#### What you need to do:
Which lines of the records contain "water"? Collect every one of them.

#### Given records:
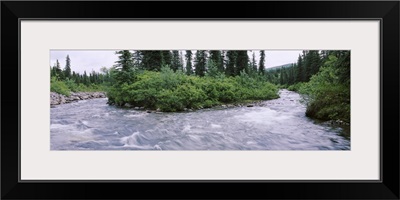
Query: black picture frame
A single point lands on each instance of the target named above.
(386, 11)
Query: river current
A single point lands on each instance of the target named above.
(278, 124)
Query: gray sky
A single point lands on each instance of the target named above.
(89, 60)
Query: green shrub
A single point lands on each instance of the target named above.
(59, 87)
(329, 99)
(174, 91)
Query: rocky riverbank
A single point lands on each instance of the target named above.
(56, 99)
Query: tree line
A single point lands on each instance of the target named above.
(307, 65)
(66, 74)
(230, 63)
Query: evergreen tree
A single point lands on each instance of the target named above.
(137, 59)
(176, 63)
(254, 62)
(231, 61)
(315, 62)
(67, 69)
(188, 56)
(242, 60)
(300, 73)
(181, 62)
(166, 58)
(215, 56)
(152, 60)
(124, 66)
(200, 62)
(59, 71)
(261, 68)
(222, 62)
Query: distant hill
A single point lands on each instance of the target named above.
(280, 66)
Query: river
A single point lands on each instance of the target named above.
(278, 124)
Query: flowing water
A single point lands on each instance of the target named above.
(278, 124)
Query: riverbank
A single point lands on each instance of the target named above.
(57, 99)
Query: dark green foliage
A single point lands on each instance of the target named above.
(329, 96)
(124, 67)
(254, 62)
(200, 62)
(176, 62)
(242, 60)
(215, 56)
(175, 91)
(67, 69)
(137, 59)
(166, 58)
(231, 62)
(261, 68)
(152, 60)
(300, 73)
(188, 56)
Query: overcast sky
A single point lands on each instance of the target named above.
(89, 60)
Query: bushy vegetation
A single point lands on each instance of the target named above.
(59, 86)
(329, 90)
(65, 87)
(295, 87)
(175, 91)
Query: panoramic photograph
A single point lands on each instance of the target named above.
(197, 99)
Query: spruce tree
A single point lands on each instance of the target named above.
(215, 56)
(200, 62)
(175, 64)
(300, 73)
(124, 67)
(254, 62)
(222, 62)
(137, 59)
(261, 68)
(166, 58)
(231, 61)
(242, 60)
(188, 56)
(152, 60)
(67, 69)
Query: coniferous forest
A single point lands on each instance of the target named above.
(172, 81)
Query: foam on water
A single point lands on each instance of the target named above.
(280, 125)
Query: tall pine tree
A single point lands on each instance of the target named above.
(231, 62)
(166, 58)
(67, 69)
(215, 56)
(188, 55)
(242, 60)
(254, 62)
(261, 68)
(124, 67)
(152, 60)
(176, 63)
(200, 62)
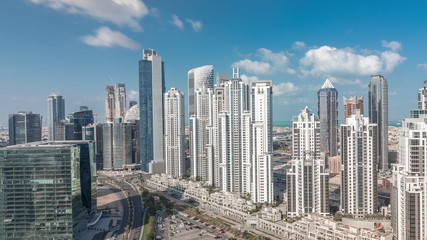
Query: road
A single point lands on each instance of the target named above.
(134, 207)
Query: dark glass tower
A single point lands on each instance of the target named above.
(151, 90)
(378, 113)
(328, 116)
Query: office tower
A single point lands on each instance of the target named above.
(359, 153)
(110, 103)
(47, 190)
(307, 181)
(422, 102)
(262, 141)
(350, 106)
(64, 130)
(132, 103)
(24, 127)
(120, 100)
(55, 112)
(198, 78)
(234, 135)
(378, 113)
(93, 132)
(409, 194)
(201, 169)
(214, 144)
(80, 119)
(119, 145)
(328, 115)
(174, 132)
(151, 90)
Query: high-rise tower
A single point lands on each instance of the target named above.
(307, 180)
(24, 127)
(378, 113)
(174, 132)
(55, 112)
(151, 90)
(359, 153)
(328, 115)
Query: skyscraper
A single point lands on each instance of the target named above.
(198, 78)
(201, 168)
(55, 112)
(80, 119)
(174, 132)
(359, 153)
(350, 106)
(307, 181)
(47, 189)
(234, 134)
(328, 115)
(120, 100)
(24, 127)
(151, 90)
(110, 103)
(261, 107)
(378, 113)
(409, 194)
(422, 102)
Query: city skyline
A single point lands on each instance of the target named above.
(290, 56)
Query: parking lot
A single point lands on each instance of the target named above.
(183, 226)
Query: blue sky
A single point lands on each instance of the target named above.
(73, 47)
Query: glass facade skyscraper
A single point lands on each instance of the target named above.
(151, 90)
(24, 127)
(378, 113)
(55, 113)
(328, 116)
(45, 188)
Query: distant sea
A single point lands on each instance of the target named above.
(289, 123)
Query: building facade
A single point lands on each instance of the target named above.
(378, 113)
(261, 103)
(24, 127)
(198, 78)
(307, 181)
(47, 190)
(350, 106)
(409, 194)
(328, 116)
(359, 154)
(174, 132)
(151, 90)
(55, 113)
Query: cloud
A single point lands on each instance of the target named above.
(105, 37)
(196, 25)
(177, 22)
(393, 45)
(422, 65)
(133, 95)
(269, 63)
(326, 60)
(285, 88)
(299, 45)
(120, 12)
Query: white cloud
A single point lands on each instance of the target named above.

#### Answer for this exercise:
Query: flowing water
Query: foam on water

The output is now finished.